### Data shown

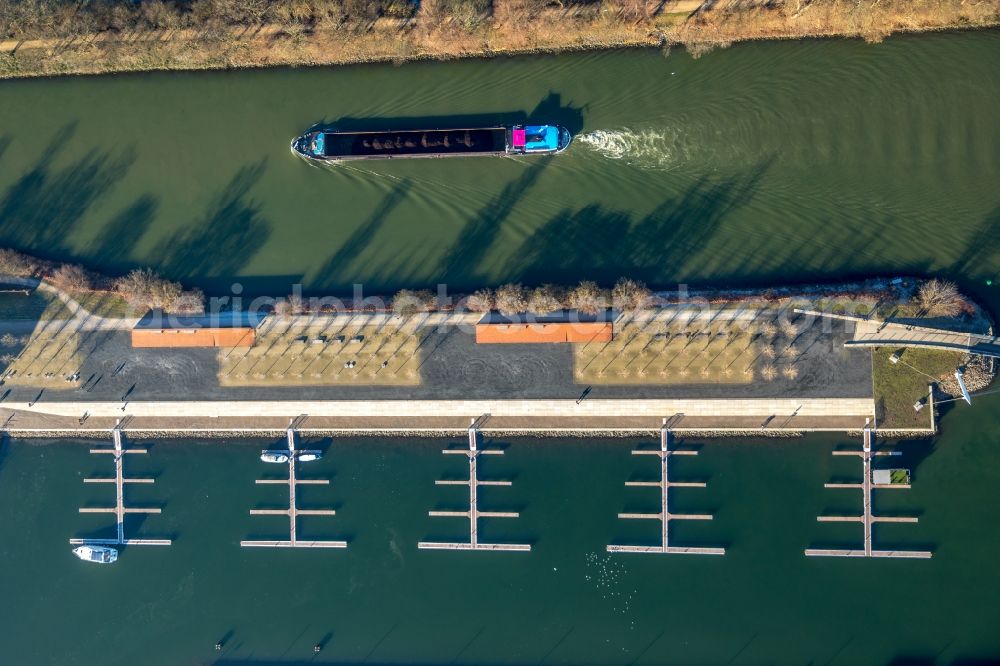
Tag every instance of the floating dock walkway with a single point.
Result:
(473, 514)
(866, 518)
(665, 516)
(293, 512)
(120, 510)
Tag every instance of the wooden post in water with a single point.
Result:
(119, 509)
(293, 511)
(665, 516)
(867, 518)
(473, 514)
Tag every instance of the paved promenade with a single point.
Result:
(889, 334)
(437, 416)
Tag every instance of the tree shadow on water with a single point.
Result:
(602, 244)
(337, 271)
(462, 263)
(120, 236)
(40, 210)
(224, 239)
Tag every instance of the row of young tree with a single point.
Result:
(71, 18)
(512, 299)
(141, 288)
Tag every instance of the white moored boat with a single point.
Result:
(98, 554)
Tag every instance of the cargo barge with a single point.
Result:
(335, 146)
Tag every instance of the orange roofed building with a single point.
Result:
(158, 331)
(500, 329)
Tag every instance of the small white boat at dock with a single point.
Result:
(98, 554)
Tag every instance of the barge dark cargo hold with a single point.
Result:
(334, 146)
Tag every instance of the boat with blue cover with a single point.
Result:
(329, 145)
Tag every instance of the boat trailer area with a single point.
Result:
(120, 510)
(293, 511)
(664, 485)
(867, 519)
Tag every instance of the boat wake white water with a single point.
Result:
(647, 148)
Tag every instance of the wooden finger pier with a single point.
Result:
(120, 510)
(867, 519)
(293, 512)
(473, 514)
(664, 485)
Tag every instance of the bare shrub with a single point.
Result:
(940, 298)
(71, 278)
(630, 295)
(512, 299)
(546, 298)
(282, 307)
(587, 297)
(15, 264)
(480, 301)
(406, 302)
(700, 48)
(142, 288)
(189, 302)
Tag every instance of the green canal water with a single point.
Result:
(761, 162)
(756, 164)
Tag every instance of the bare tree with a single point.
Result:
(512, 299)
(546, 298)
(480, 301)
(72, 278)
(587, 297)
(940, 298)
(407, 302)
(142, 288)
(630, 295)
(15, 264)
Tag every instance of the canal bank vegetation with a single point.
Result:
(138, 291)
(43, 37)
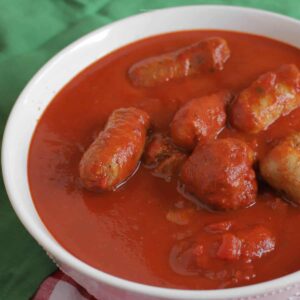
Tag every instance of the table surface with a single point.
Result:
(31, 32)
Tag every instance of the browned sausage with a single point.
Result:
(272, 95)
(205, 56)
(199, 120)
(220, 174)
(281, 167)
(115, 153)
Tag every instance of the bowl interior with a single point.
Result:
(64, 66)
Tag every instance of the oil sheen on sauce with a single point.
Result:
(126, 232)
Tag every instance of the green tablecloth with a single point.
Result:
(31, 32)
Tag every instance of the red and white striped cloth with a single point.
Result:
(60, 286)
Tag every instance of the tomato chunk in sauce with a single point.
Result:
(143, 225)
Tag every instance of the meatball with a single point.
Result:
(115, 153)
(163, 157)
(203, 57)
(272, 95)
(281, 167)
(220, 174)
(199, 120)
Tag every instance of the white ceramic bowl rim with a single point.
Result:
(61, 254)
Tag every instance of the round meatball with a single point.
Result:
(220, 174)
(200, 119)
(281, 167)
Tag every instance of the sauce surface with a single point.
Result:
(126, 233)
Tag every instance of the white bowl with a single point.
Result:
(60, 70)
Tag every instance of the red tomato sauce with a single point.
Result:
(129, 233)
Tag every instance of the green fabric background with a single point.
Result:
(31, 32)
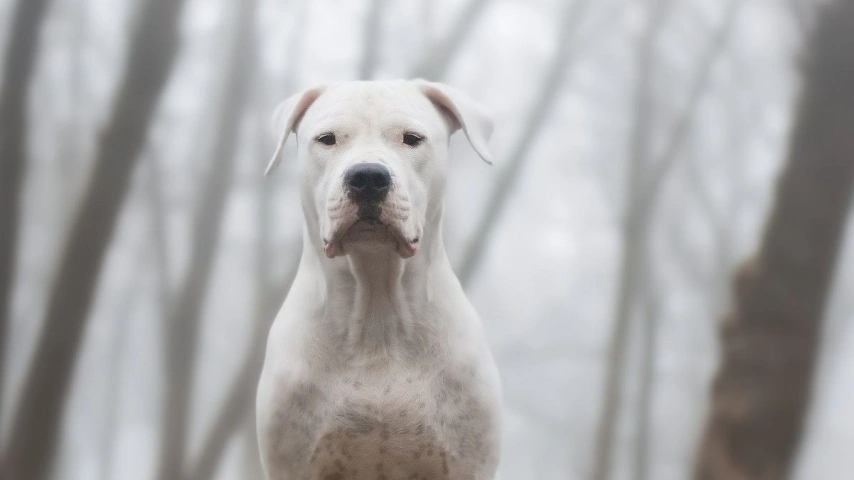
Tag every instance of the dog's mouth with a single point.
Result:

######

### Your instructions
Recast the listing above, from the line containing "Tag every instance of the red tomato" through its last line inclusive, as a Markdown table with columns "Row" and "Line". Give each line its own row, skip blank lines, and omit the pictures.

### Correct result
| Row | Line |
|---|---|
| 1 | Tag every instance of the red tomato sauce with a single point. |
| 2 | Result: |
| 3 | (129, 233) |
| 4 | Tag every instance of the green fabric background with a single point. |
| 5 | Result: |
| 6 | (31, 32) |
| 7 | Tag every instance of the dog's mouth with a single point. |
| 8 | Result: |